Task objective:
Rewrite every line of the material below, labeling instructions included, and add 73 to each number in the bounding-box coordinates.
++++
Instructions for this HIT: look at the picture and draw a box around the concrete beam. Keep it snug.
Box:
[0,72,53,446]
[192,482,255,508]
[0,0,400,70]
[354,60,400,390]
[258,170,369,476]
++++
Output:
Instructions for this HIT: look at the picture and draw a box around the concrete beam. Keep it snug.
Box:
[73,145,126,519]
[265,555,328,581]
[73,73,473,143]
[427,133,473,463]
[331,243,442,549]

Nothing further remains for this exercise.